Reproduce every line of the material below verbatim, with no changes to wording, numbers, or punctuation.

» INPUT FOR THIS TASK:
•••••
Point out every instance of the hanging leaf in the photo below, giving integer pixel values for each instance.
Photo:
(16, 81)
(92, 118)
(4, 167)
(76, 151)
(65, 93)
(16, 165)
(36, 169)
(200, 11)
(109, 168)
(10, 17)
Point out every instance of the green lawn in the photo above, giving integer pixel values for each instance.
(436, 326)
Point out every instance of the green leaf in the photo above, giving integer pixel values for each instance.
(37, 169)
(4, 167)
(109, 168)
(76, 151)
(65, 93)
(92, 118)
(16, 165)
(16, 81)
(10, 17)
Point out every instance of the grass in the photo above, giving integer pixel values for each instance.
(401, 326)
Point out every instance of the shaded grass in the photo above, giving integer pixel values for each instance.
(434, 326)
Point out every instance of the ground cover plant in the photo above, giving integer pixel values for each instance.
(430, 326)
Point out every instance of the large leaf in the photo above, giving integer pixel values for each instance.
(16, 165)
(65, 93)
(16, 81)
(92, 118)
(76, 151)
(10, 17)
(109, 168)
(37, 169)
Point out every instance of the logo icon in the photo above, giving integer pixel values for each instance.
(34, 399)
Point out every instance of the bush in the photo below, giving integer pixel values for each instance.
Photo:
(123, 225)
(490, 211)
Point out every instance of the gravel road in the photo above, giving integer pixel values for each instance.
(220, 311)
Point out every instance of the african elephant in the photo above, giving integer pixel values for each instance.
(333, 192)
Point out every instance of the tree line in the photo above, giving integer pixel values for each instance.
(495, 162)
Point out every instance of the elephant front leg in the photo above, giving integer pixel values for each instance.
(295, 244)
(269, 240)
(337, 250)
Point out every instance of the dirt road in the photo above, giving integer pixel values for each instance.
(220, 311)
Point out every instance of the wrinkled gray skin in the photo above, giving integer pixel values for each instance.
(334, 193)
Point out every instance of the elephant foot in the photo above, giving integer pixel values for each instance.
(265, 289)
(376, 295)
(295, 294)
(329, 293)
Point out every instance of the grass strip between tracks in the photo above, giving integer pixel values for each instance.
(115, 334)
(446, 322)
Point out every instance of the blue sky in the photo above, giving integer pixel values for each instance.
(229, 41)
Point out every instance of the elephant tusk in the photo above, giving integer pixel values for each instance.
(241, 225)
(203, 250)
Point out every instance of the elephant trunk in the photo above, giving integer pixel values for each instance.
•••••
» THE SOLUTION:
Point out every instance of the hanging leaf in the photo below, giving integer pixel values for each instance.
Photo:
(16, 81)
(92, 118)
(4, 167)
(76, 151)
(65, 93)
(16, 165)
(36, 169)
(200, 11)
(109, 168)
(10, 17)
Point out every instance of the green lawn in the photo above, giving integer pixel values for each instance.
(436, 326)
Point out every instance of the green leaf in the photo above, giving integer pixel values for each instance.
(37, 169)
(4, 167)
(109, 168)
(76, 151)
(65, 93)
(92, 118)
(16, 165)
(16, 81)
(10, 17)
Point out every instance of the grass in the photo above, giving integer pixel values for each instance.
(401, 326)
Point out every instance of the shaded grass in the photo above, giving integer pixel values for each instance.
(434, 326)
Point out every instance of the ground cover plant in the photo above, giving integer pixel values for each instance.
(430, 326)
Point out every instance of the large leaf in the photo above, giving integer pixel values for each instance.
(16, 165)
(65, 93)
(16, 81)
(92, 118)
(76, 151)
(10, 17)
(109, 168)
(37, 169)
Point out every instance of the logo icon in the photo above, giving integer pixel values for each instance.
(34, 399)
Point out every instance of the bush in the photo below, giving integer pixel values for each instance.
Photo:
(123, 225)
(490, 211)
Point out every instance of the gravel road in the photo above, giving integer pixel values for each instance.
(220, 311)
Point out every instance of the african elephant in the photo above, giving integer pixel values for each instance.
(333, 192)
Point out every instance of the tree line in the photo above, giving integer pixel values for each instance.
(495, 162)
Point out every instance of the elephant front leg in the photo above, giving integer pixel values for each instance.
(295, 244)
(269, 240)
(337, 250)
Point out every instance of the dirt road in the photo above, giving integer pixel values for each instance.
(220, 311)
Point out every instance of the wrinkled gray skin in the photo above, giving integer pixel values for each instance.
(334, 193)
Point out every instance of the elephant foot in the photo above, giving integer pixel values for each instance.
(265, 289)
(376, 295)
(295, 294)
(329, 293)
Point out every instance of the grass strip between tracks in the photo above, giving integer pixel values for each instance.
(115, 334)
(446, 322)
Point out every instance of the blue sky in the photo above, giving integer pixel values for each instance.
(229, 41)
Point out every instance of the elephant tusk in the photo above, giving integer pixel values for each instance.
(241, 225)
(203, 250)
Point out every instance of the elephant trunk in the photo above, giving integer pixel values for each instance.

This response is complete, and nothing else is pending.